**Explore the material**
#1 Transcribe the stretch of the smart dust article from "[Finally, today] the" through "[CTO Patrick] Gelsinger.".
#2 According to the smart dust article, about how many motes will line a stretch of the Golden Gate Bridge by June?

-- Provided text follows --

The latest Wired Magazine has an article on Intel's investment in smart dust, focused around its "lablet" at UC Berkeley.
The article paints Intel's smart dust research as the company's route to The Next Big Thing, or The Next Big, Increasingly Tiny, Thing. There are a number of field trials of smart dust, including several that are gathering ecological or environmental data, others that integrate smart dust into devices for the elderly, and yet others that are measuring streses in buildings and bridges. Next up, the Golden Gate Bridge:
The Golden Gate Bridge... will soon play host to an experimental sensor network designed by [UC Berkeley] professor David Culler and his students. "It's hard to tell just by looking at it, but the bridge actually sways a few feet in high winds," he says. "The motes, they'll measure how far it moves to either side."
By this June, a stretch of the bridge will be lined with about 200 motes. Each will contain chips running at 8 megahertz and accelerometers designed to measure movement caused by strong gusts. Those readings will be radioed to nearby supermotes - data way stations that are 25 times more powerful than a regular mote - before being relayed to the central server. If one reading seems out of whack, it could be a sign of a structural weakness that needs addressing before the next big earthquake.
However, the article also notes that these are cool science experiments, but there's plenty to be done before smart dust is ready for prime time:
Sensors can't become the next big thing until a host of mundane technical issues are resolved: How to get the chipset radios off the crowded 900-MHz spectrum? How to program the networks to not just spew reams of information but be intelligent enough to figure out which measurements are vital and which are junk? "The challenge in tiny sensors is doing some computation at the level of the motes," says [Berkeley lablet director Joe] Hellerstein. "It's just too expensive to ship out all the data."
Then there's the power issue. Despite TinyOS's relatively scant memory requirements, the motes still burn through batteries far too quickly. And even if they didn't, there would be no room for alkaline AAs in a sensor-filled future. There's talk among researchers of using solar cells, or even MEMS devices that harvest imperceptible vibrations in the environment, but no ready solution.
The toughest challenge of all is creating motes clever enough to function without constant tending. "How do you ensure that people build motes that can be deployed by a local farmer?" asks Richard Beckwith, who heads Intel's sensor experiments in vineyard maintenance. "That's a really hard problem. I'm sure it's going to happen, but I'm not sure how."...
[Finally, today] the motes are a lot closer in size to golf balls.... [Intel's] goal is to halve the size and price of a mote every 18 months, which would have each unit about the size of a grain of rice and selling for around $5 by 2011. That would enable the company to scatter tiny self-configuring hardware as casually as corn seeds. "I want to get to where I'm cranking up huge fabs to deliver, you know, Intel Inside Band-Aids," says [CTO Patrick] Gelsinger.

-- Provided text concluded --
-- Provided records follows --

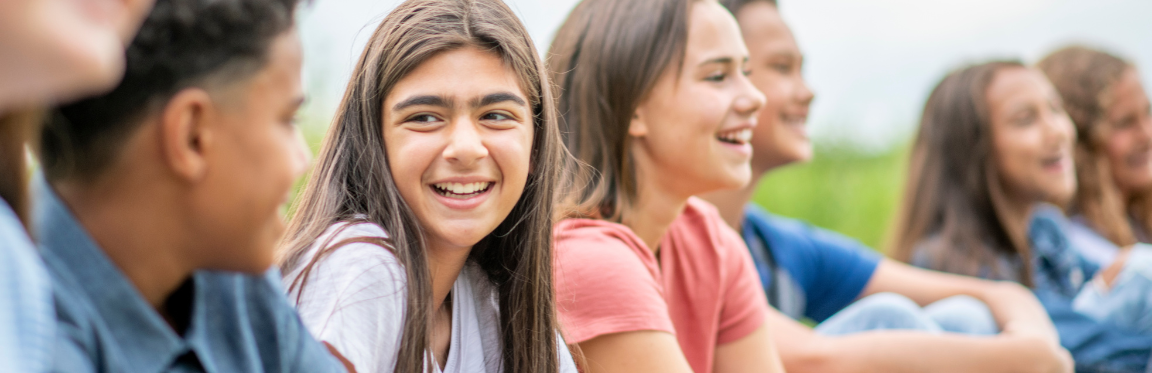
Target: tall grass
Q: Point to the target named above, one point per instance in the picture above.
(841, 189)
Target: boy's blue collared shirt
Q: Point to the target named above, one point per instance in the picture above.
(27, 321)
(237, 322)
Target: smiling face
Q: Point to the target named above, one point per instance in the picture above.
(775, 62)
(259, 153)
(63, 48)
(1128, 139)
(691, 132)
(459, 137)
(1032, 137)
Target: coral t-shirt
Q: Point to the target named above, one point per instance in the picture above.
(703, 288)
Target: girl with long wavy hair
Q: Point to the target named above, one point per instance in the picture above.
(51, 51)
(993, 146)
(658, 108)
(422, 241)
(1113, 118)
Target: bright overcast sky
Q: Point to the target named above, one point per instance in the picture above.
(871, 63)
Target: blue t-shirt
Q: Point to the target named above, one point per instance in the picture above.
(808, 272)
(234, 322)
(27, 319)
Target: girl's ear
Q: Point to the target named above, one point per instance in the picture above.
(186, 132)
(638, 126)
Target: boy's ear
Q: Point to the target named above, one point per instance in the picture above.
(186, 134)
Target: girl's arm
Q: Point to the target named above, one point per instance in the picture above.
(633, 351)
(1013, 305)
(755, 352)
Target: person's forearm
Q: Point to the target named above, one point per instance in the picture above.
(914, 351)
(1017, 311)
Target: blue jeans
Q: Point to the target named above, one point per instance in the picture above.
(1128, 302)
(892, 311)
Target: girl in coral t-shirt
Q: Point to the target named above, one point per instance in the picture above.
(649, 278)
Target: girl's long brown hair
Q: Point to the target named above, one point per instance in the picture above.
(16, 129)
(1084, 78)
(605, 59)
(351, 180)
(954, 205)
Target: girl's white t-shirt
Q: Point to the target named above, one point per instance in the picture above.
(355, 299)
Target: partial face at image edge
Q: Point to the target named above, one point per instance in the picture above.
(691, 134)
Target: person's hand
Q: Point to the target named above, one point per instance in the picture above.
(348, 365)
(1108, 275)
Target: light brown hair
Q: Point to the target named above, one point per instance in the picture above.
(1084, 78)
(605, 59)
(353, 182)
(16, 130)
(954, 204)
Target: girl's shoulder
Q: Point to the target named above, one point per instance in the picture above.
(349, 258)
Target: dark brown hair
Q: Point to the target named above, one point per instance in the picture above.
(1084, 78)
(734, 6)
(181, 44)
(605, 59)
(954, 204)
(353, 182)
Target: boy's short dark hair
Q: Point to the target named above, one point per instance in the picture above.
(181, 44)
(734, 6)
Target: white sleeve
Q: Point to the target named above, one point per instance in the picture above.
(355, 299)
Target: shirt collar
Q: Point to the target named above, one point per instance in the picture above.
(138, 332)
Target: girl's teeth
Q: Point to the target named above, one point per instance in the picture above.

-- Provided records concluded --

**Solved problems**
#1
[Finally, today] the motes are a lot closer in size to golf balls.... [Intel's] goal is to halve the size and price of a mote every 18 months, which would have each unit about the size of a grain of rice and selling for around $5 by 2011. That would enable the company to scatter tiny self-configuring hardware as casually as corn seeds. "I want to get to where I'm cranking up huge fabs to deliver, you know, Intel Inside Band-Aids," says [CTO Patrick] Gelsinger.

#2 About 200 motes.